— START THE INPUT —
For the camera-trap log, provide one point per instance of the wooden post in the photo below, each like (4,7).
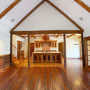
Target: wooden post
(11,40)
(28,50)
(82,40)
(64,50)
— END THE INPUT —
[WHAT IS ASKED] Recast every line of the records above as a numbered list, skipping any blank lines and leaving out the pictures.

[THE RESPONSE]
1. For the camera-trap log, provide one point per instance of the wooden post in the photo below, each like (4,7).
2. Target: wooden post
3. (11,40)
4. (28,50)
5. (82,40)
6. (64,50)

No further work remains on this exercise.